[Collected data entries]
##############################

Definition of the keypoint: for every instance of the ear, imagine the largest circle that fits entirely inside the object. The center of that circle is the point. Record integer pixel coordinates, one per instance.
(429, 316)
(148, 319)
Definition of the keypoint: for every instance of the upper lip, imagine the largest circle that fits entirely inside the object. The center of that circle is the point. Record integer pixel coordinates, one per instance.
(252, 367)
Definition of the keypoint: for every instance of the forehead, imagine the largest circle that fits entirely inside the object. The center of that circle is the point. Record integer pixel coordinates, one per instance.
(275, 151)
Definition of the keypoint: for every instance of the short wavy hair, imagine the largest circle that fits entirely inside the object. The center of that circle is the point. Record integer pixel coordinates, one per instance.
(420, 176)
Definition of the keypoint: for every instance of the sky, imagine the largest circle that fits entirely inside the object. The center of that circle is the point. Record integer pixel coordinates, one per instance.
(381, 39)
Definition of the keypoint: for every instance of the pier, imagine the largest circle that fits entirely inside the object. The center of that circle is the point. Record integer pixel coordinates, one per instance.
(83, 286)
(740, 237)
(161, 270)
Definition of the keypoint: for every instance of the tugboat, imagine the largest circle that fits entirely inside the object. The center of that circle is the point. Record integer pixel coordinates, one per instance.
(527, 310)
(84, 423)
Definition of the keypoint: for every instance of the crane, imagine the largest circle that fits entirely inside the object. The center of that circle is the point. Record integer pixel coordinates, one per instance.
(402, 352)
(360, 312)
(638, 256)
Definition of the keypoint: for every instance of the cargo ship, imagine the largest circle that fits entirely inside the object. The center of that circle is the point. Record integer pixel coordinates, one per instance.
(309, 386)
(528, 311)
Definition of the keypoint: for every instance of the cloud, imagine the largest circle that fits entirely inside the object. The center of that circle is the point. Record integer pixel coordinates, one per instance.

##############################

* [PROBLEM REQUIREMENTS]:
Print every line of the data above without changing anything.

* [RESULT FOR THIS TASK]:
Definition of the keypoint: for every instance of the ear, imagine the largest circle that fits entirely inside the object. The center of that circle is the point. Record integer pixel coordinates, one per instance.
(429, 316)
(148, 319)
Definition of the keypoint: for every instance of the upper lip, imagine the largest circle that fits entirely inside the object. The center of that circle is the point. Record integer pixel coordinates, one per instance.
(252, 367)
Definition of the keypoint: for every instance of the forehead, imagine the largest circle that fits entirely inside the object. The center of that circle is the point. Record integer pixel coordinates, one per instance.
(275, 151)
Definition of the keypoint: for every instance of the short wavy hair, imagine the largest circle that fits entirely inside the object. The center of that circle is the point. Record integer pixel coordinates, one per instance.
(420, 176)
Definition of the keypoint: for every instance of the sky, imagine the largest circle that fits entirely inside the object. The center of that circle is the point. Record integer pixel coordinates, one per instance.
(381, 39)
Definition of the keypoint: for every instance of the pier, imagine the largest circle that fits entirely inside the object. The center of that circle is the point. Record integer pixel coordinates, one per instance.
(83, 286)
(740, 237)
(161, 270)
Definition of the keypoint: for every instance of the tugboat, imagine the largest circle that fits entirely inside the object. The center of that circle is the point. Record integer pixel coordinates, one per instance.
(527, 310)
(84, 423)
Definition of the keypoint: for every instance of the crane, imagine the largest circle that fits entirely inside the object. The center of that circle is the point. Record integer pixel coordinates, one per instance.
(402, 352)
(360, 312)
(638, 256)
Definition of the keypoint: for every instance of the cargo ship, imagine the largest circle that fits entirely inside the object. The center of that circle is the point. Record integer pixel coordinates, one per instance.
(309, 386)
(528, 311)
Definition of the keypoint: for every instance of the cloud, imagine the largest circle that fits entirely inside the object. The center of that circle is the point. Record integer pixel coordinates, one per instance.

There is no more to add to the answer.